▶ [Exercise instructions]:
1. In the passage on the Church's teachings, rewrite the section starting at "And yet, here" and ending at "feel endlessly guilty.", swapping "pews" for "benches".
2. According to the passage on the Church's teachings, which Church views can the writer not bring themselves to agree with?

╭─ Quoted passage

What I love most about the Church's teachings is the focus on love (at least, that's how I interpret it). I've always felt that the Church focuses more on a relationship with God than strictly Jesus, which is what I've sensed in a lot of Christian faiths. In the Catholic Church, I've felt like less of the focus was on "spreading the word", salvation through grace alone, and trying to convert others to the church and more about acts of charity/kindness and expressing love. This is a small detail, but I've always loved the more traditional singing, too. I've gone to Christian services where the music felt more like concerts I've been to, and I just couldn't sense the connection that I have when singing Psalms.
And yet, here I am. I cannot bring myself to agree with the Church's views on abortion, homosexuality, contraception, and even the Commandment of honoring one's parents (no exception for abusive parents...?). I feel like a lot of these views are deep-rooted in anti-feminism and condemning anyone who doesn't fit the idea of a nuclear family. They don't take into account exceptions. If they were even a little more lenient on views - like allowing abortions and contraception for medical reasons, recognizing LGBT marriages, and making an exception for abusive parents for that Commandment, then I could see myself staying in the Church. But alas; I cannot sit there in the pews every Sunday enjoying the service while also simultaneously disagreeing with major moral stances. I feel like a hypocrite, and I feel endlessly guilty.

╰─
╭─ Recorded data

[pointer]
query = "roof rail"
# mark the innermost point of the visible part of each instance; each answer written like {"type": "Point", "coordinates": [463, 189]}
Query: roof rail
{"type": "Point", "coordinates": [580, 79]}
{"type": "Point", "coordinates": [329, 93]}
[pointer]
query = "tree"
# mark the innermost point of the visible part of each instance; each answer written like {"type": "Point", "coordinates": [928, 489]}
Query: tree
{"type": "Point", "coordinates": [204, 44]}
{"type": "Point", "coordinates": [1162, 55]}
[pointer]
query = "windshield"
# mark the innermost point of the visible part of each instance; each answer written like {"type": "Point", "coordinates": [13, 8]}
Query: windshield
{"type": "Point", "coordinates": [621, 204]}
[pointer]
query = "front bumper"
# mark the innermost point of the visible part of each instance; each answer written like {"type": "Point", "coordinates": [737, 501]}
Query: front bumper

╰─

▶ [Solved problems]:
1.
And yet, here I am. I cannot bring myself to agree with the Church's views on abortion, homosexuality, contraception, and even the Commandment of honoring one's parents (no exception for abusive parents...?). I feel like a lot of these views are deep-rooted in anti-feminism and condemning anyone who doesn't fit the idea of a nuclear family. They don't take into account exceptions. If they were even a little more lenient on views - like allowing abortions and contraception for medical reasons, recognizing LGBT marriages, and making an exception for abusive parents for that Commandment, then I could see myself staying in the Church. But alas; I cannot sit there in the benches every Sunday enjoying the service while also simultaneously disagreeing with major moral stances. I feel like a hypocrite, and I feel endlessly guilty.

2. The Church's views on abortion, homosexuality, contraception, and the Commandment of honoring one's parents.